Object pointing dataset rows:
+ + +

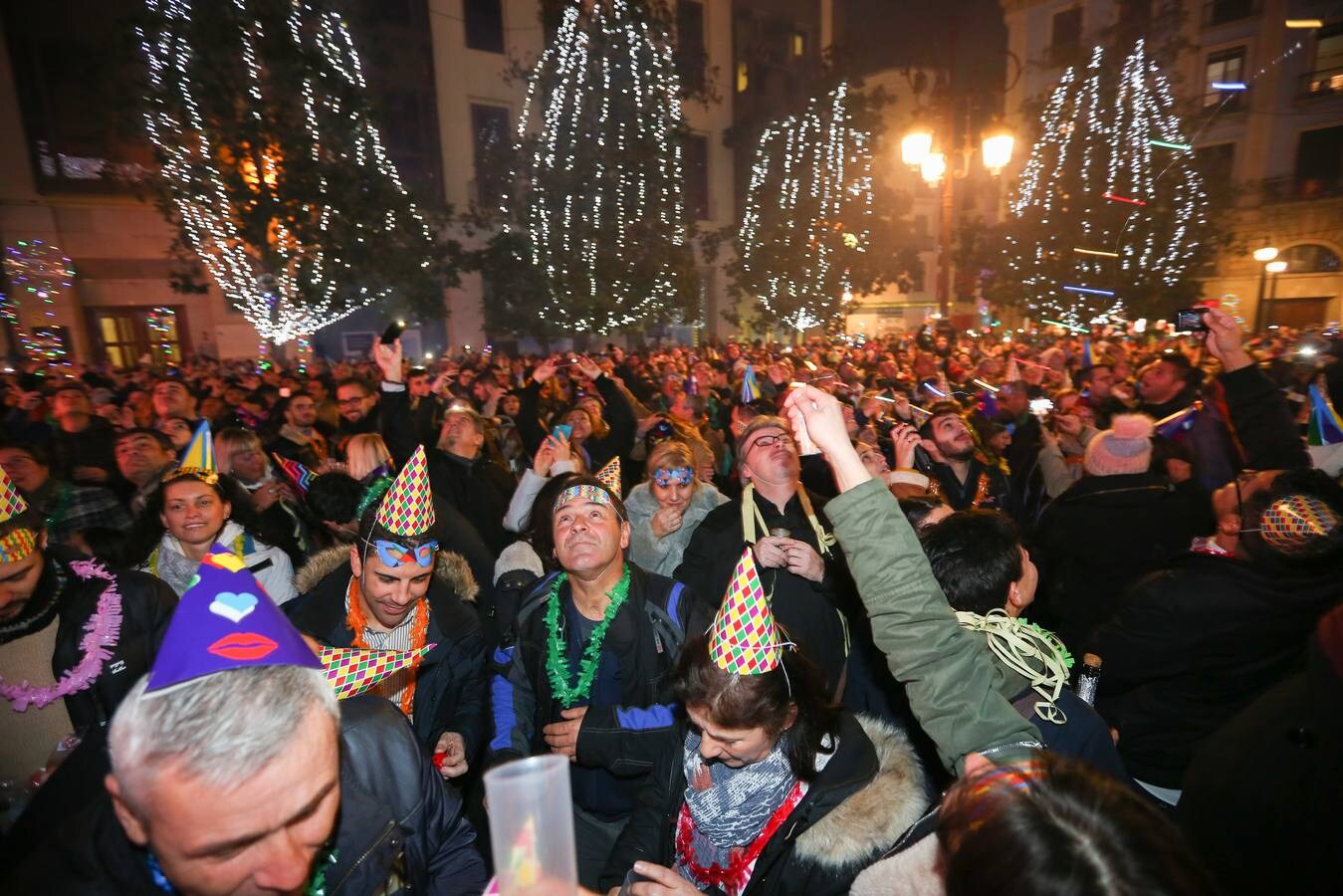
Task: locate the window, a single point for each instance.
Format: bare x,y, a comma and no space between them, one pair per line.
1217,162
1221,11
1066,35
484,24
691,57
1326,77
1224,66
697,176
1311,258
489,133
1319,158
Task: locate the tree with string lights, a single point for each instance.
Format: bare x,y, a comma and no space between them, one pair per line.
595,204
811,235
1109,218
274,169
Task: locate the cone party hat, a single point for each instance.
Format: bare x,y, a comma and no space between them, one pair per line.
408,506
745,638
199,457
610,474
352,670
16,545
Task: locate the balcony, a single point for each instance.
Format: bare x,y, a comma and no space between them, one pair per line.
1326,82
1292,189
1219,12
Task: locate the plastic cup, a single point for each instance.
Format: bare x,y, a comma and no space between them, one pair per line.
532,826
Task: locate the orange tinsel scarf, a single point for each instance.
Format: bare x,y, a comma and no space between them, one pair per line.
356,622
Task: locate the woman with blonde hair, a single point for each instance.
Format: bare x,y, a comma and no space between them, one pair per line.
366,454
666,508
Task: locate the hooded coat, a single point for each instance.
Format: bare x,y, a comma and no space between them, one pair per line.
869,792
664,555
1193,645
450,685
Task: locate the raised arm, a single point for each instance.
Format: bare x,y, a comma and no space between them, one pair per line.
949,675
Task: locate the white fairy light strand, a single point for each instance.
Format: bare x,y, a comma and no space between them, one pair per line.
820,152
584,247
304,293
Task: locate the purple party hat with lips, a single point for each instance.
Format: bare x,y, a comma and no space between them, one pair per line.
226,621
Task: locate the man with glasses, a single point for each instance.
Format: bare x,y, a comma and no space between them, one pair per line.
393,590
791,543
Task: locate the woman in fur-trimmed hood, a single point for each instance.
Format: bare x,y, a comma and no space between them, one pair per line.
766,787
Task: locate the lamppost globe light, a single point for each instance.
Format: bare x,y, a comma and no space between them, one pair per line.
932,168
996,148
915,145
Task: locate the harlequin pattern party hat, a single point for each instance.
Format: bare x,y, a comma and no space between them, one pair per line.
199,457
352,670
745,638
610,474
16,545
1292,523
408,506
226,621
297,473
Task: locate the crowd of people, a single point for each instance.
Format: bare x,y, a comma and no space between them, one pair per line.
953,611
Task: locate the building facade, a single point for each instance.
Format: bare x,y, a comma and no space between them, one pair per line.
1274,150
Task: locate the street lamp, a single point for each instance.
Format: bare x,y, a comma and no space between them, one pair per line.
1264,257
916,145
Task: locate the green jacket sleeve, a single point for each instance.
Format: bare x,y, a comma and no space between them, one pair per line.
949,675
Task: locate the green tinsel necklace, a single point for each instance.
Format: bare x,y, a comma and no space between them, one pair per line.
557,664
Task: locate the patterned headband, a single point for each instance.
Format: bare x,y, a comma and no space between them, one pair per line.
18,545
1292,523
591,493
678,474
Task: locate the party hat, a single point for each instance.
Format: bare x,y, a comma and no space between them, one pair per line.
745,638
750,387
297,473
352,670
1295,522
199,457
226,621
19,543
408,506
610,474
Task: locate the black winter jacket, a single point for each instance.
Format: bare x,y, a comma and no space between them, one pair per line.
450,687
1193,645
869,792
395,817
1104,534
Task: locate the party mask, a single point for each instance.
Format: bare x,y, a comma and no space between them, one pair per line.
665,477
395,555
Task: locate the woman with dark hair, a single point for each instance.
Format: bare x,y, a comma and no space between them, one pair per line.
195,508
770,787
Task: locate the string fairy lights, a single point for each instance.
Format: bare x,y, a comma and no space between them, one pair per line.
818,168
600,185
1092,175
301,276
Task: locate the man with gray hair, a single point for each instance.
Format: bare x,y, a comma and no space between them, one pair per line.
234,770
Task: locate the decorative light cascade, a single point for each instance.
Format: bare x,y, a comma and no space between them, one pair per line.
600,193
1093,175
818,169
37,270
297,283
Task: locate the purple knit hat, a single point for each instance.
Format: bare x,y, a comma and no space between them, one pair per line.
1124,448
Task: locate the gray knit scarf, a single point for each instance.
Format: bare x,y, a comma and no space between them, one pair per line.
740,800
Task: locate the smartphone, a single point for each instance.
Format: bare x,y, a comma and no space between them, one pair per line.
392,332
1190,320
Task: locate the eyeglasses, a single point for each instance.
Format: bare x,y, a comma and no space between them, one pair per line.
767,441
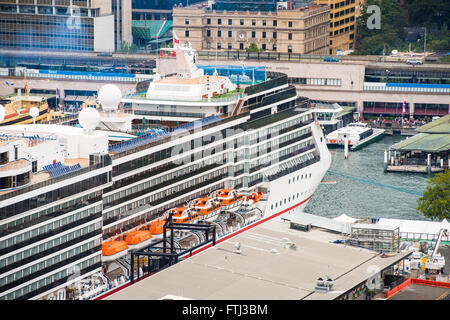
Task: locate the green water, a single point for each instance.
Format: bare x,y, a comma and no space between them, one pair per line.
362,188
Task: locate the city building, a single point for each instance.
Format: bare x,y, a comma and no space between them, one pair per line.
65,25
291,30
342,24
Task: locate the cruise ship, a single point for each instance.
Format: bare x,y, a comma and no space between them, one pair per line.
74,201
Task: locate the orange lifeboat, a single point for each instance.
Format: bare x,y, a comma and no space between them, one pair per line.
136,237
205,207
183,215
113,248
156,227
228,197
255,196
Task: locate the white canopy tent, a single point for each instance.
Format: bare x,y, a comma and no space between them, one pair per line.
416,226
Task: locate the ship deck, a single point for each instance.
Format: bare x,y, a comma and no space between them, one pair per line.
265,269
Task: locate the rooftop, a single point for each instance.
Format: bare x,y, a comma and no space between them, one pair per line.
265,269
441,125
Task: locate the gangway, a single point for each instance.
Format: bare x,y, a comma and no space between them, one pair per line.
436,262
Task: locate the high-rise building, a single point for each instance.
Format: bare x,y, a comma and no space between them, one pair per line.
286,30
65,25
342,24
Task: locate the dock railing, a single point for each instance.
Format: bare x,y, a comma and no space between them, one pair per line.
422,236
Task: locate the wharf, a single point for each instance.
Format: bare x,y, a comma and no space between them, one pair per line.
413,169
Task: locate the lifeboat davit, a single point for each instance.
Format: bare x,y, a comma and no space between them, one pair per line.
228,198
136,238
183,215
254,197
156,227
205,207
113,249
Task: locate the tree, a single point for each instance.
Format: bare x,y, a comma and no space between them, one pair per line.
435,202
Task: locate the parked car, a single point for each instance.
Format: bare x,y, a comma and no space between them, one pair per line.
413,62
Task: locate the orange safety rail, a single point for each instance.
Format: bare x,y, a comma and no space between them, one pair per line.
424,282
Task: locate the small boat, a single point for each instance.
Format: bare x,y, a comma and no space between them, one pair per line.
113,249
358,134
228,198
136,238
254,197
205,207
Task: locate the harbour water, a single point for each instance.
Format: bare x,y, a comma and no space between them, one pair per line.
362,188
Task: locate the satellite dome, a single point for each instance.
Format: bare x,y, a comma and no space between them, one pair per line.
109,97
34,112
89,118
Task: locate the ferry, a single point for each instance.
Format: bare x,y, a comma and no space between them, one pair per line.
79,201
358,135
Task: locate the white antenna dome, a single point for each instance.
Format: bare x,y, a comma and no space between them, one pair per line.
89,118
109,97
34,112
2,112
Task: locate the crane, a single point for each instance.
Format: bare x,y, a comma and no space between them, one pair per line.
436,262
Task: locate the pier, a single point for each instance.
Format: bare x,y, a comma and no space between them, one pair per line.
426,152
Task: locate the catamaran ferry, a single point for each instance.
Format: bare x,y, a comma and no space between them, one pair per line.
74,201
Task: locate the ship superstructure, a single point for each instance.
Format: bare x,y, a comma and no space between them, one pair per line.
250,153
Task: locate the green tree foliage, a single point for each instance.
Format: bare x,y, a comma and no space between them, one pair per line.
372,41
435,202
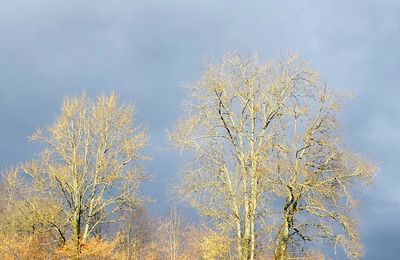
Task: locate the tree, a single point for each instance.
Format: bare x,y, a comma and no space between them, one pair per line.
237,128
88,169
315,176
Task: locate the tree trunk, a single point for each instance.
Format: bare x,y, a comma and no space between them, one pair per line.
76,229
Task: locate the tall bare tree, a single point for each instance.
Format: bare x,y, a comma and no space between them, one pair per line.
236,126
315,176
89,167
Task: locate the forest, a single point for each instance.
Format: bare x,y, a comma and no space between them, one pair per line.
266,171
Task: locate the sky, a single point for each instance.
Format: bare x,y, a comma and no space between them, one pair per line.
146,50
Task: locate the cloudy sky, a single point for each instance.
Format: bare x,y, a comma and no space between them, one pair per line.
145,50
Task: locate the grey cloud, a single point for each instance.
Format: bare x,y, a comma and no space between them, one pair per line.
146,49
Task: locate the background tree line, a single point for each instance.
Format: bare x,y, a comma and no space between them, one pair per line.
267,172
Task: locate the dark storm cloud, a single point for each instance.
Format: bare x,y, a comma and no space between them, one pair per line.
146,49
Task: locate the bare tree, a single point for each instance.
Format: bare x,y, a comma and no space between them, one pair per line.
89,166
228,128
315,176
237,127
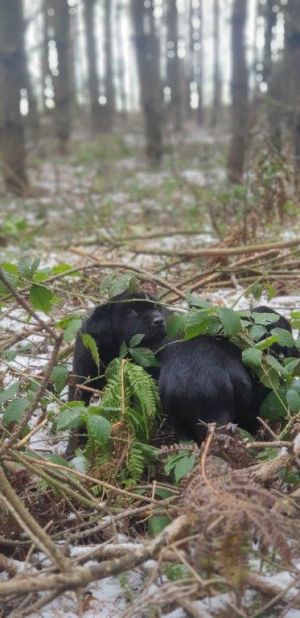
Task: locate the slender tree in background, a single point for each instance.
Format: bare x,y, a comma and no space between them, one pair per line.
199,64
147,48
12,79
216,105
63,80
173,64
97,120
270,21
109,68
239,93
120,57
292,47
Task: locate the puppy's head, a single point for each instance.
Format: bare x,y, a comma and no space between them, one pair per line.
126,315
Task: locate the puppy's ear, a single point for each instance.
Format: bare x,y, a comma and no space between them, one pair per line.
99,324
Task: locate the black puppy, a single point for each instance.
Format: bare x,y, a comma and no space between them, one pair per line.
110,324
204,379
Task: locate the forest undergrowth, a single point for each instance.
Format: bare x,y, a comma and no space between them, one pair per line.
205,531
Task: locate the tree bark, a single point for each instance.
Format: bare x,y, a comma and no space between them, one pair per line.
147,49
217,86
12,78
292,46
63,80
109,71
270,21
239,94
173,65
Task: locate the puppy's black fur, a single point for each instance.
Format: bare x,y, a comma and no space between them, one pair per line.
204,379
110,324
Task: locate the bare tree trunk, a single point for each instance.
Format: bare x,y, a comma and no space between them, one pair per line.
217,86
292,45
147,48
239,93
120,58
200,65
62,81
109,71
97,120
270,21
12,63
173,65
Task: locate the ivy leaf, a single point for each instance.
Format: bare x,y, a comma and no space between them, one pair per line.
99,428
59,377
70,418
230,320
9,392
293,400
41,298
90,343
135,340
144,357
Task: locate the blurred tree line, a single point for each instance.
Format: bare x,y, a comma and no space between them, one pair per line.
43,84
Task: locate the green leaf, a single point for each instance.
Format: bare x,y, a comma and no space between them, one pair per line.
14,411
252,357
200,322
264,318
230,320
90,343
121,284
70,326
275,364
144,357
256,332
99,428
70,418
41,298
265,344
295,319
283,337
175,325
80,463
157,523
293,400
135,340
9,392
59,377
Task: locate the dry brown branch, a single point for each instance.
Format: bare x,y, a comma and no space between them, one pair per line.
79,577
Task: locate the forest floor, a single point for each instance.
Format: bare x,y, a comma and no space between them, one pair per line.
102,210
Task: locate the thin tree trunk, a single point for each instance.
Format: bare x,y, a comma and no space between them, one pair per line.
62,81
217,86
270,21
239,94
109,72
97,120
147,48
120,59
200,66
292,46
12,54
173,64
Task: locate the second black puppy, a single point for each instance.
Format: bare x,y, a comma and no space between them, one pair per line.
110,324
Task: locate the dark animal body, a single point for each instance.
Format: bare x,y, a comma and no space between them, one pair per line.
110,324
204,379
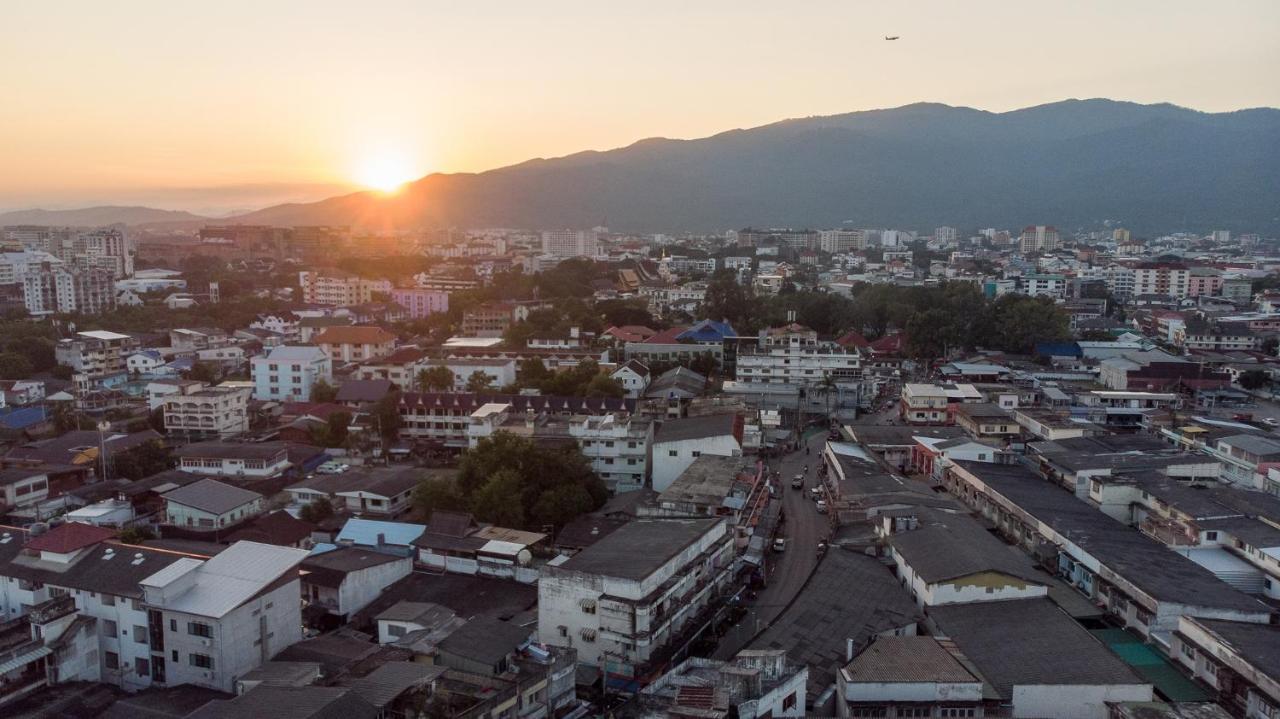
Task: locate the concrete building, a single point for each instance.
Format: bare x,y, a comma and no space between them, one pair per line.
97,353
355,343
679,442
627,596
570,243
211,622
319,288
206,412
289,372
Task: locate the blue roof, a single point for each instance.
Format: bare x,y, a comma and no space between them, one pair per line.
708,330
365,531
22,417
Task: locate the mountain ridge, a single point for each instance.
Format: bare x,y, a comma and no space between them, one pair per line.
1073,163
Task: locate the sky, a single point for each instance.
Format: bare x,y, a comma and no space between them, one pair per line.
236,104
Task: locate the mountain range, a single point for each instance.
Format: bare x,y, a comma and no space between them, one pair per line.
1078,163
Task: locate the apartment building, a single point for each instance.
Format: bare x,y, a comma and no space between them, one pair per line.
289,372
1038,238
420,302
446,417
570,243
1173,280
206,412
59,288
635,591
355,343
96,353
261,459
319,288
213,621
617,445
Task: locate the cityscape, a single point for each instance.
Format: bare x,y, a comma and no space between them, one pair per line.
923,411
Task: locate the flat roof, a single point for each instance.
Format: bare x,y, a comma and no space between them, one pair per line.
639,548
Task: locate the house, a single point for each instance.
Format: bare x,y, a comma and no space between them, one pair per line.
355,343
219,618
906,677
210,505
206,412
1239,660
626,585
237,459
289,372
679,442
406,618
634,378
343,581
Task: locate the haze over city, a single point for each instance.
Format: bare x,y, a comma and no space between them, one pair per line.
238,105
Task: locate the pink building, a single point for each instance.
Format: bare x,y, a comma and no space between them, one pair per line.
421,302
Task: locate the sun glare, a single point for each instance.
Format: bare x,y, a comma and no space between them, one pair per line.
385,172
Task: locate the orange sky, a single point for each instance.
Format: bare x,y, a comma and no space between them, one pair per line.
115,101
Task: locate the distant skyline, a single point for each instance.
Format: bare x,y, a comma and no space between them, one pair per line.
237,105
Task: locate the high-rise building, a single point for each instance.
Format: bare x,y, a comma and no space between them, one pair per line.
841,241
1040,238
50,288
570,243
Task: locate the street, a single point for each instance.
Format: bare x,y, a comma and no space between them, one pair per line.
803,530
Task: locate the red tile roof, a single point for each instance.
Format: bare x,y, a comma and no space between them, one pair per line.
69,537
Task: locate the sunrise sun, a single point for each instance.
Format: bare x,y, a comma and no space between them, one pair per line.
385,172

+ + +

> What is asked
Take the line with "Task: locate the orange sky, a" and all lines after it through the end of the records, and write them out exactly; include nothing else.

> The response
Task: locate the orange sky, a single point for each instance.
Format: bare x,y, a comma and no space between them, one pair per line.
115,101
Task: locate the distant skyline, a single point for each instance.
Format: bare x,y, a comma and no space between them, one pair per line.
237,105
Task: locate the high-rise building, a single point for each instance.
Format: bare x,y, a comma and no space between them, one pair per line.
841,241
1040,238
50,288
570,243
Task: locate the street, a single point for each instance.
Format: bare x,y, a comma and no space between them, one pair per line.
803,530
Task: locate the red tile roof, a single point for each instance.
Format: bare x,y, a comma and no space between them, one pair per line.
69,537
Task: locate the sunrise sun, a single point for each instance.
Format: bare x,y, a comma and no space between them, one pair per line.
385,172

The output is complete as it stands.